▼

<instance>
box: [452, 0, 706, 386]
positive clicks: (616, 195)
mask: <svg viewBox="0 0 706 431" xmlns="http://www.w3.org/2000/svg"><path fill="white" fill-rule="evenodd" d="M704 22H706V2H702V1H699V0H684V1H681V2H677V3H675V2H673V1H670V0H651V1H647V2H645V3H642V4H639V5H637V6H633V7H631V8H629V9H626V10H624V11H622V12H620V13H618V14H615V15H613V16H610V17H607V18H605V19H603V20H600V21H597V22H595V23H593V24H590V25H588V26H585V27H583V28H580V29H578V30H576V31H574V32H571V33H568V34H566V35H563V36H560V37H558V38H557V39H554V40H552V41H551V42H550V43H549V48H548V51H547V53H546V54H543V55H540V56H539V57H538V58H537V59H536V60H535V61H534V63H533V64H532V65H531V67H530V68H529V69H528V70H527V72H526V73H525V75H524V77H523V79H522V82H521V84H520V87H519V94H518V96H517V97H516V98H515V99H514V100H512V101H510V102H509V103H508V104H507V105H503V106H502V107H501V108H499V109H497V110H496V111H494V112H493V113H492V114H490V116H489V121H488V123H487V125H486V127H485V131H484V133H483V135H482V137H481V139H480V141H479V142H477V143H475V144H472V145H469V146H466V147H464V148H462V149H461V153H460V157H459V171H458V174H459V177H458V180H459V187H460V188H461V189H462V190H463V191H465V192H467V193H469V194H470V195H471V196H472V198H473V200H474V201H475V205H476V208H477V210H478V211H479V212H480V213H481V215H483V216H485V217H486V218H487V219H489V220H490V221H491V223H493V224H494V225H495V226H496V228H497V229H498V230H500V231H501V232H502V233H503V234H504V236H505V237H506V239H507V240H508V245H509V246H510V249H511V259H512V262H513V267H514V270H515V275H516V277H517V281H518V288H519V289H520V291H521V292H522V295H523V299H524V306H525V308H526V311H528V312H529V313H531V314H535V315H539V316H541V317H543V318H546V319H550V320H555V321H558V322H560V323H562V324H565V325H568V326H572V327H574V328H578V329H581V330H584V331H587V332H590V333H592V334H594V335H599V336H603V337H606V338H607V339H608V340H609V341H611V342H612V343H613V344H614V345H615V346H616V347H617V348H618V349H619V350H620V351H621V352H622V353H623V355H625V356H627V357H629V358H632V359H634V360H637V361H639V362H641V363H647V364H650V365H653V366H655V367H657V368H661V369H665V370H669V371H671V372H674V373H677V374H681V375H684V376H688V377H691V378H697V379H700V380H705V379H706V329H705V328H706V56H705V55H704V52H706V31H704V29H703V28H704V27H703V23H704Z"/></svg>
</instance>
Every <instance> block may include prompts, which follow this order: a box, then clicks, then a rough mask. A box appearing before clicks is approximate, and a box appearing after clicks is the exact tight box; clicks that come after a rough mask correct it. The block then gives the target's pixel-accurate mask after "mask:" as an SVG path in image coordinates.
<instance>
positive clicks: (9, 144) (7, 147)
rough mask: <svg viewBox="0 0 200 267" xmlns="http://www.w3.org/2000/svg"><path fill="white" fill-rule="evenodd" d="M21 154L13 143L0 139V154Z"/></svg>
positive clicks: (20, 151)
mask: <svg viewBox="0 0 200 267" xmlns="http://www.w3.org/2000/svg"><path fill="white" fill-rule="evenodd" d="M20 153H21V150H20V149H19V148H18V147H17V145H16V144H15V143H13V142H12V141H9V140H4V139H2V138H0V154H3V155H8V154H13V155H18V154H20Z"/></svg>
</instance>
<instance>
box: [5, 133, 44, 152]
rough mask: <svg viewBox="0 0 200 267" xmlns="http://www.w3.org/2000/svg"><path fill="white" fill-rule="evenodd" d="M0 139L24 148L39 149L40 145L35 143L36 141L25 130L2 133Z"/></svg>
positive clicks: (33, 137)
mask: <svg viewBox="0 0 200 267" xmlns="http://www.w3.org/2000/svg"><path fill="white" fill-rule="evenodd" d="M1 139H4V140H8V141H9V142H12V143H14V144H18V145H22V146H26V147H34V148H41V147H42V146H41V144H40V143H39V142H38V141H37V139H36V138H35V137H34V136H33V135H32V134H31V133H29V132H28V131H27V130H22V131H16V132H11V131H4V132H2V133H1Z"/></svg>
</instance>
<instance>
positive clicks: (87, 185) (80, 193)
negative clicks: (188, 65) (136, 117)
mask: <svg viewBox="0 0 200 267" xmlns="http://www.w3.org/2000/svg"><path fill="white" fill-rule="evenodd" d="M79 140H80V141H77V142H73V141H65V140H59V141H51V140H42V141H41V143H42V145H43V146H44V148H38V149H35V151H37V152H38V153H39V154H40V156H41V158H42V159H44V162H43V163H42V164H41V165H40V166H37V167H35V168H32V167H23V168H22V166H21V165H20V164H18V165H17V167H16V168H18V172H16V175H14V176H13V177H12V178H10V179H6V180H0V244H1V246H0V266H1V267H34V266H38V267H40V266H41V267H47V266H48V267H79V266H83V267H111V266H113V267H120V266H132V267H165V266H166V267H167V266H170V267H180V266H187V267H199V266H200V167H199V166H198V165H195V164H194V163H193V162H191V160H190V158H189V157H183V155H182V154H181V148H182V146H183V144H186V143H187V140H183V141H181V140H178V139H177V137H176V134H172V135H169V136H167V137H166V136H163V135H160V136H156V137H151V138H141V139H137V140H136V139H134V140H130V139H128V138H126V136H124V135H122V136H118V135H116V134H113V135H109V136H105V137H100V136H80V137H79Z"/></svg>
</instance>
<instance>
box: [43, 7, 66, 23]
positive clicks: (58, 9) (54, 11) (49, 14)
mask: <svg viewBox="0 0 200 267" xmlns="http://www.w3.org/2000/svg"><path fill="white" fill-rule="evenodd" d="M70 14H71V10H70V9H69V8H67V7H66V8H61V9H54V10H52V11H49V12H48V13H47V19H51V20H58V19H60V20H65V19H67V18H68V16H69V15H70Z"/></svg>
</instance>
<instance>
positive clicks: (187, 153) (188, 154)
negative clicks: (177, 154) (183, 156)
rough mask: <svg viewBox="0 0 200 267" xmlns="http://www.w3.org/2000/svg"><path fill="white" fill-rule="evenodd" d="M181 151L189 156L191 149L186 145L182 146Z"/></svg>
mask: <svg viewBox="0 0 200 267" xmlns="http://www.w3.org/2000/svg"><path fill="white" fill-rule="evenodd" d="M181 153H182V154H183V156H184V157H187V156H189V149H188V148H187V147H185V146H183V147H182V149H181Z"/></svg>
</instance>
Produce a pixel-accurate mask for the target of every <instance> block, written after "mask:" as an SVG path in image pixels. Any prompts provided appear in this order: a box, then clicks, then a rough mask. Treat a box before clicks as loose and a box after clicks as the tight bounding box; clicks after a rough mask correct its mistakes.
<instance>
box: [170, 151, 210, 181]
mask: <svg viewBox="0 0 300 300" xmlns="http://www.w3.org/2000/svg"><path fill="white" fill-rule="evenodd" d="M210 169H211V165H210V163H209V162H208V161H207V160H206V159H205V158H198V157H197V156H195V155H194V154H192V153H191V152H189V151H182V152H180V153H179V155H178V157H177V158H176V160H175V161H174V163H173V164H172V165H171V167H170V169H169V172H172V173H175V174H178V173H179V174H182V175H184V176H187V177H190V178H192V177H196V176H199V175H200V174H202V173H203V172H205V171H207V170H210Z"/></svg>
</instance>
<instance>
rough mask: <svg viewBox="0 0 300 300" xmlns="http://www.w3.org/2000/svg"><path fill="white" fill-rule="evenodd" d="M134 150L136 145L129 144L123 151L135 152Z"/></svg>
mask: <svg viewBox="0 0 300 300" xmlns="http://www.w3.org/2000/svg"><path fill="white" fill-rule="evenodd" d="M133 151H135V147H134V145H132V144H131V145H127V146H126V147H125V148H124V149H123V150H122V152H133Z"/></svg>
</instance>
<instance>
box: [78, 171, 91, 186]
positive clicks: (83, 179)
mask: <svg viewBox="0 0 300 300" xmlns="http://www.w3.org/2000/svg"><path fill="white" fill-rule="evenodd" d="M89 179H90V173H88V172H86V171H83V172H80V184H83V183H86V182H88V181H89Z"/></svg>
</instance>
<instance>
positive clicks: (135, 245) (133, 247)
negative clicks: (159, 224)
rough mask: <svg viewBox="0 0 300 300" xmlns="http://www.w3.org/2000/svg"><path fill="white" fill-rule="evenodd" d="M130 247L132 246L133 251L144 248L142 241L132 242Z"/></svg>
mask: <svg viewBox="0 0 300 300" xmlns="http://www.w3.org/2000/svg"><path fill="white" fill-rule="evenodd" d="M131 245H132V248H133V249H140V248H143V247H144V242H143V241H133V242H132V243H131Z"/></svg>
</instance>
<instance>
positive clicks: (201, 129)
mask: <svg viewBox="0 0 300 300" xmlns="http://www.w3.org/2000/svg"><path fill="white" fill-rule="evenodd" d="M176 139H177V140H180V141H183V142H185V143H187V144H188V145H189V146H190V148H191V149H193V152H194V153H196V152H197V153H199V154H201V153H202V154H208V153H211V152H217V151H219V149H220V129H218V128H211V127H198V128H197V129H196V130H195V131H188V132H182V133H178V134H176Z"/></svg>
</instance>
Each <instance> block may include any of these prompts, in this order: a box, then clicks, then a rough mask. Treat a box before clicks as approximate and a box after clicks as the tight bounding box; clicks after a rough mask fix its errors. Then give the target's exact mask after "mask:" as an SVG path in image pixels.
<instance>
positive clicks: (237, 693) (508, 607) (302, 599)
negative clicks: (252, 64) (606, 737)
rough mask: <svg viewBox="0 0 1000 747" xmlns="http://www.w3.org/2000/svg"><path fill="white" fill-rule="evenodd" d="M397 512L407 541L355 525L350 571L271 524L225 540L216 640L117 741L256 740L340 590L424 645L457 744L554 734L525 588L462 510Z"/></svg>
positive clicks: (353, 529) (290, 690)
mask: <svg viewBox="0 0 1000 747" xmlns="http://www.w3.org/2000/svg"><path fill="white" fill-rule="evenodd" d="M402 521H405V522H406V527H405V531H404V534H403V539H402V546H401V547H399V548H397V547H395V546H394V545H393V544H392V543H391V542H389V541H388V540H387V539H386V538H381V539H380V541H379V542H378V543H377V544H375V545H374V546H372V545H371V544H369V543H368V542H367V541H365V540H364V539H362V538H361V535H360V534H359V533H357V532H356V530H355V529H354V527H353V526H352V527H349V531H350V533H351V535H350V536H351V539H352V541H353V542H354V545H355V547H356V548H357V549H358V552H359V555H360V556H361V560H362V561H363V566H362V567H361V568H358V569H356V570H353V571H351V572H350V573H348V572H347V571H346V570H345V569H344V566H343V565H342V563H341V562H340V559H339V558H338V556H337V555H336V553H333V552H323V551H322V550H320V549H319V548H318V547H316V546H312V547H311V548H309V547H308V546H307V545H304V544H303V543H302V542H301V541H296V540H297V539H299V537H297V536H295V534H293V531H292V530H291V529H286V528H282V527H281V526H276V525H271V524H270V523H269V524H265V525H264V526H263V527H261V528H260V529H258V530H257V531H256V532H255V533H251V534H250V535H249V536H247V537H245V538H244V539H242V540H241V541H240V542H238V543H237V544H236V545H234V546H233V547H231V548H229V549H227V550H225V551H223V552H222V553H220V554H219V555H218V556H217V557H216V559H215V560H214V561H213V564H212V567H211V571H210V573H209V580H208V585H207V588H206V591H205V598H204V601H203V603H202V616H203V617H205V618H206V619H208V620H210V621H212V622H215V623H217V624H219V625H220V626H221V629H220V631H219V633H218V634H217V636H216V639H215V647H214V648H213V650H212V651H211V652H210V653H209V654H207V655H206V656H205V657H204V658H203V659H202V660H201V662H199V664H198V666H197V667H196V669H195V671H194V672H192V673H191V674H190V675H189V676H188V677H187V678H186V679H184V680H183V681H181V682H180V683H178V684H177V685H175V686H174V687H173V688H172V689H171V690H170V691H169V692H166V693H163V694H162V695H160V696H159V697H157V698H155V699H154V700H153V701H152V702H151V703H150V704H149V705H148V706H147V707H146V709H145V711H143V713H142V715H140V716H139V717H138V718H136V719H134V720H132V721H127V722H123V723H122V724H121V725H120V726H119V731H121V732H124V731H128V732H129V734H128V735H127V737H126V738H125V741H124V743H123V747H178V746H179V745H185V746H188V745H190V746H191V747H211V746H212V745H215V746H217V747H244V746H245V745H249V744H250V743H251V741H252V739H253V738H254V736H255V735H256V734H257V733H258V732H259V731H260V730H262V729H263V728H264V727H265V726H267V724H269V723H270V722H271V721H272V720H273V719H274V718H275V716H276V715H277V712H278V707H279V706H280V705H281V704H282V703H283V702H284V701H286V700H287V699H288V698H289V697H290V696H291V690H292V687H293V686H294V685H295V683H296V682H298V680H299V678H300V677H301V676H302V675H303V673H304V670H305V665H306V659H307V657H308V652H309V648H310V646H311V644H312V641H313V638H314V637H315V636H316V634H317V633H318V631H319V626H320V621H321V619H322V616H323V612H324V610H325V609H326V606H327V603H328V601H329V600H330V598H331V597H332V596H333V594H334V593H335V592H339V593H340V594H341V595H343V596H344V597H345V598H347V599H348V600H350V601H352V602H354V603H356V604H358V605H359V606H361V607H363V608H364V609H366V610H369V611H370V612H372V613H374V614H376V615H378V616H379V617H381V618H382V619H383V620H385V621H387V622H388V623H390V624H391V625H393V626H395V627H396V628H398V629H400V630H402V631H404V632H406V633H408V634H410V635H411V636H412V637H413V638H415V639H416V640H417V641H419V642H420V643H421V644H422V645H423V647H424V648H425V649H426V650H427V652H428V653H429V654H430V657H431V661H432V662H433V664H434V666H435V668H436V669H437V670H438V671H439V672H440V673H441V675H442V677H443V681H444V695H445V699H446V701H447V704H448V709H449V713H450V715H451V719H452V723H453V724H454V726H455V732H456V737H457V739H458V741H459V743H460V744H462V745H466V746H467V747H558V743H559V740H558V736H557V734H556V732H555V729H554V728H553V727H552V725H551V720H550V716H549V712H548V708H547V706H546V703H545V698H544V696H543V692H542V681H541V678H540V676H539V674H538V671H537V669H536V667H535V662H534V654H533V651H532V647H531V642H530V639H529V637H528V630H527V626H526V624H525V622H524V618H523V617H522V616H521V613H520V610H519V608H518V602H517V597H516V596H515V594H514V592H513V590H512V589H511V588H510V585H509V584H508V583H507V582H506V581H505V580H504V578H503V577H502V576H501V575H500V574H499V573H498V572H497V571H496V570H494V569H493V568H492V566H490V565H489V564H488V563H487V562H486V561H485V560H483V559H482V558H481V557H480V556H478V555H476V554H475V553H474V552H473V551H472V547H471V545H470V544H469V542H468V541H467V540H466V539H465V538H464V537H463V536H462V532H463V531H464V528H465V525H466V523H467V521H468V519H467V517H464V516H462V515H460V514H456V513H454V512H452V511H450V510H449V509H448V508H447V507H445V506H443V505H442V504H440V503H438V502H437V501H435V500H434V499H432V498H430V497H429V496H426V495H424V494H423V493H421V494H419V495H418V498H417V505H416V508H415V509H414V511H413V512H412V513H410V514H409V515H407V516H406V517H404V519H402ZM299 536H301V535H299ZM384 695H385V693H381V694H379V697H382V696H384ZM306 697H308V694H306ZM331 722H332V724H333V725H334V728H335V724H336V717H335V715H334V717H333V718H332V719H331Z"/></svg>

▲

• [About this exercise]: Here the output must be the lines above from the line with "positive clicks: (33, 137)" to the line with "positive clicks: (87, 185) (80, 193)", both included, duplicated word for word and nothing else.

• [Exercise output]:
positive clicks: (33, 137)
mask: <svg viewBox="0 0 200 267" xmlns="http://www.w3.org/2000/svg"><path fill="white" fill-rule="evenodd" d="M1 139H4V140H8V141H9V142H12V143H14V144H18V145H22V146H26V147H34V148H41V147H42V146H41V144H40V143H39V142H38V141H37V139H36V138H35V137H34V136H33V135H32V134H31V133H29V132H28V131H27V130H22V131H16V132H11V131H4V132H2V133H1Z"/></svg>
</instance>
<instance>
positive clicks: (87, 185) (80, 193)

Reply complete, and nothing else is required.